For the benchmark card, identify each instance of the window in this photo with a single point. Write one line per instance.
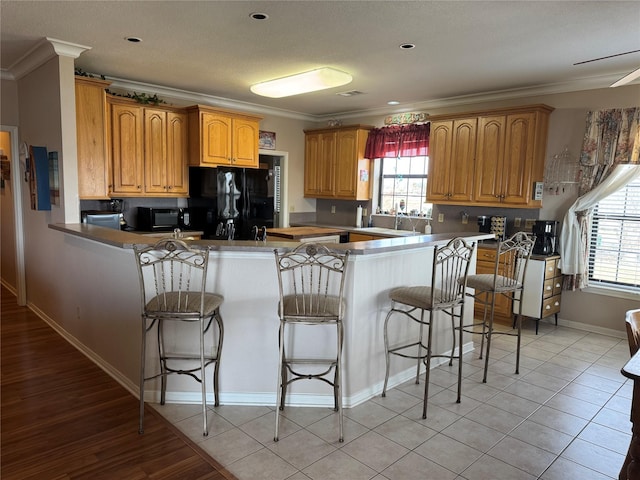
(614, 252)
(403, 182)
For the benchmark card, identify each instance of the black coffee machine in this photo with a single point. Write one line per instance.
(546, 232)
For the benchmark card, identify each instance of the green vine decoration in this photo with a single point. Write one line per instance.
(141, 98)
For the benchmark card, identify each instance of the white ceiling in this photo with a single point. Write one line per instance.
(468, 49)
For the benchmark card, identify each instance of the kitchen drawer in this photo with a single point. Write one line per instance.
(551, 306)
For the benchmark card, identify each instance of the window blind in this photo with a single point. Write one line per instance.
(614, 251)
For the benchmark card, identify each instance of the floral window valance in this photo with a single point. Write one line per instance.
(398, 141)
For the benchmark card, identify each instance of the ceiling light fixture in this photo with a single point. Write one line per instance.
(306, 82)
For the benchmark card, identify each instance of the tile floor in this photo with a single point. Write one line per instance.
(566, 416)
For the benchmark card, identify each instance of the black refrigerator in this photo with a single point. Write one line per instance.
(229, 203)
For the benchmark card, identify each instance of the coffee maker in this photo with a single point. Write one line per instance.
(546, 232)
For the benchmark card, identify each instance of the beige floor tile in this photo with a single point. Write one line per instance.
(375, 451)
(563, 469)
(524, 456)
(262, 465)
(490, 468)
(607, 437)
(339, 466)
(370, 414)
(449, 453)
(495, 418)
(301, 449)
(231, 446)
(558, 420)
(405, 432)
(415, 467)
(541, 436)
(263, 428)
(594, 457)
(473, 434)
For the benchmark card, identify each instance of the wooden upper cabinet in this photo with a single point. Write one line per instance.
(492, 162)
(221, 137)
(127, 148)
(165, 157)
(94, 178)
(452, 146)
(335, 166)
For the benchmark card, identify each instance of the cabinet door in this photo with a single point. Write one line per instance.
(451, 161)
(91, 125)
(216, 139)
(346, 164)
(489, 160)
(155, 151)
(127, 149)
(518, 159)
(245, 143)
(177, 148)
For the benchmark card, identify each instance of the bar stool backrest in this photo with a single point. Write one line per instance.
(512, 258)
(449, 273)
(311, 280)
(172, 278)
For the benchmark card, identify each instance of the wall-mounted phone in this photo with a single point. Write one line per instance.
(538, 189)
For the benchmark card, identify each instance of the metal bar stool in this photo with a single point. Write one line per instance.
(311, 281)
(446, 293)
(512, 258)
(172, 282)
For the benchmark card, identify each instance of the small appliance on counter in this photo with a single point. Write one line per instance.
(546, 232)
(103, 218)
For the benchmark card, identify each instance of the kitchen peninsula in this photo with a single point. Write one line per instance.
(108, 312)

—————

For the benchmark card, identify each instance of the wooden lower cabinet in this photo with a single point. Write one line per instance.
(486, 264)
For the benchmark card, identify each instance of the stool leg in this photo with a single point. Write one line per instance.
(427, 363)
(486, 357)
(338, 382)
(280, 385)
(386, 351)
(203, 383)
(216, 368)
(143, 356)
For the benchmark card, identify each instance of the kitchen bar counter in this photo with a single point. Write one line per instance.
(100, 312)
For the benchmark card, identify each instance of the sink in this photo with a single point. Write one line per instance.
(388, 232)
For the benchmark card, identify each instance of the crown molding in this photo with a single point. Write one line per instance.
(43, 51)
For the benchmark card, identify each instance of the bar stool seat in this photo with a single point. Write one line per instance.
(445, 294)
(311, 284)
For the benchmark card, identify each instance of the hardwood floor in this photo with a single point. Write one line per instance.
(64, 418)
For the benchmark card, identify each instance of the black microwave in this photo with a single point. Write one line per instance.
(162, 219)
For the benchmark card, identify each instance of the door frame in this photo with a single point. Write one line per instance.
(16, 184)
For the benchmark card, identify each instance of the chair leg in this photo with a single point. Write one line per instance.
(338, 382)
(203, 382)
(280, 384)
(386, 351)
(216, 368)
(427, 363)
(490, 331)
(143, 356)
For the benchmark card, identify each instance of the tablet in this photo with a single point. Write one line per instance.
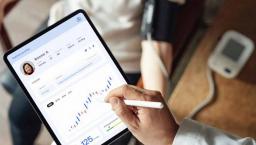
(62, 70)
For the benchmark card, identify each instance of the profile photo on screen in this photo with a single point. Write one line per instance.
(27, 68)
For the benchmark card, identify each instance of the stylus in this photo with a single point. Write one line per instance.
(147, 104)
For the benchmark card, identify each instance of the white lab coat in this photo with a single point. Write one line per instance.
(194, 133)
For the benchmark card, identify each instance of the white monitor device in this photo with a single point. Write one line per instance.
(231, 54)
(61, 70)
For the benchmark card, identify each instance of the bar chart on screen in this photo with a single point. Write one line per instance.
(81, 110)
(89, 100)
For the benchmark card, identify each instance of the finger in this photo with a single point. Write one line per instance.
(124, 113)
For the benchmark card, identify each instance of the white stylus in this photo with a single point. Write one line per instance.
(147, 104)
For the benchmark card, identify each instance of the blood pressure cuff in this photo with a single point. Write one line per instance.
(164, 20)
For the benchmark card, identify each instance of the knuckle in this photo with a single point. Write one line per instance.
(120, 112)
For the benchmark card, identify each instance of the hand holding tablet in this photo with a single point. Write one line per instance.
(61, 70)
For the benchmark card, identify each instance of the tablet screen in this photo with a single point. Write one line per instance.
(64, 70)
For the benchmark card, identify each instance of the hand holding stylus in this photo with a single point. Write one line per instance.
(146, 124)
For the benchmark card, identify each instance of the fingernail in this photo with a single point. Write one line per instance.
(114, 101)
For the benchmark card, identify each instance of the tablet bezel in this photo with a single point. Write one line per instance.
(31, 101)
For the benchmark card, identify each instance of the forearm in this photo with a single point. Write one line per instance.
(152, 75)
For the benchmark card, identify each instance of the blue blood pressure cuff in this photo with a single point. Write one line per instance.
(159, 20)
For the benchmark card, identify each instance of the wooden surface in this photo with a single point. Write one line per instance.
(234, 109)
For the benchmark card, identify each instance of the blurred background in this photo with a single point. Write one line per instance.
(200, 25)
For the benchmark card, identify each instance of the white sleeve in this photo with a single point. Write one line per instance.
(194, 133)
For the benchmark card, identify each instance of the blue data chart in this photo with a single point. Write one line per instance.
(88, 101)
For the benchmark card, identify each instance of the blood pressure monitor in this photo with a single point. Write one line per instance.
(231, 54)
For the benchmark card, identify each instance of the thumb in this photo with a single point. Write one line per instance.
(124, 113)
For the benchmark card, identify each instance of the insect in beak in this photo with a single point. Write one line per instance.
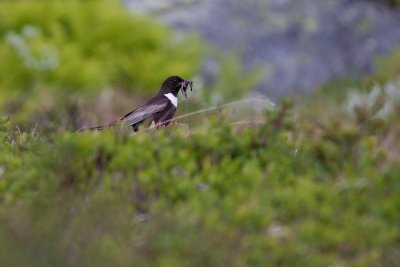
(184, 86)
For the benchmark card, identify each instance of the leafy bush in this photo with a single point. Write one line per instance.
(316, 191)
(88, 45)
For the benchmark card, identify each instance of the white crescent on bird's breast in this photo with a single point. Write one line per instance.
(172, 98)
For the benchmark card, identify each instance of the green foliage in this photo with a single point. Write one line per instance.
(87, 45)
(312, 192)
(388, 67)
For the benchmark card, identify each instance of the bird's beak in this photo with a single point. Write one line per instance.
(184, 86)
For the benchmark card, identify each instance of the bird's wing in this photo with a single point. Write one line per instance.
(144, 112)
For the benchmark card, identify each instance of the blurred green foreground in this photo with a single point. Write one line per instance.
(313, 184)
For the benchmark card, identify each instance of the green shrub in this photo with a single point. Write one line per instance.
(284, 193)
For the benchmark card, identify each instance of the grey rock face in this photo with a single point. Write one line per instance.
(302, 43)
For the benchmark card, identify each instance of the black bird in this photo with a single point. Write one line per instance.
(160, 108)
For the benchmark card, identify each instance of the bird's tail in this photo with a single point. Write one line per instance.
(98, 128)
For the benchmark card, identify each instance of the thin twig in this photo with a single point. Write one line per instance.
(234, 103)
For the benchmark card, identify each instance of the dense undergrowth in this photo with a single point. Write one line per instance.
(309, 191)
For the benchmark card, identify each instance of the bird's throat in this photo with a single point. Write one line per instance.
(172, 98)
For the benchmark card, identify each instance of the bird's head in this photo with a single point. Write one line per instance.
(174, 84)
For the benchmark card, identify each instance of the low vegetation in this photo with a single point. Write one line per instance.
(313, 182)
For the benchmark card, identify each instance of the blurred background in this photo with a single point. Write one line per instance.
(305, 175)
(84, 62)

—————

* [OBJECTIVE]
Pick out every line of the entries above that contains the word "hand", and copy each one. The match is case-sensitive.

* [SOLVED EXERCISE]
For the benchmark card, identify each instance of the hand holding tablet in this photo with a single point. Write one line per instance.
For the benchmark card, identify each instance of the hand holding stylus in this photo with a single point. Write one line per instance.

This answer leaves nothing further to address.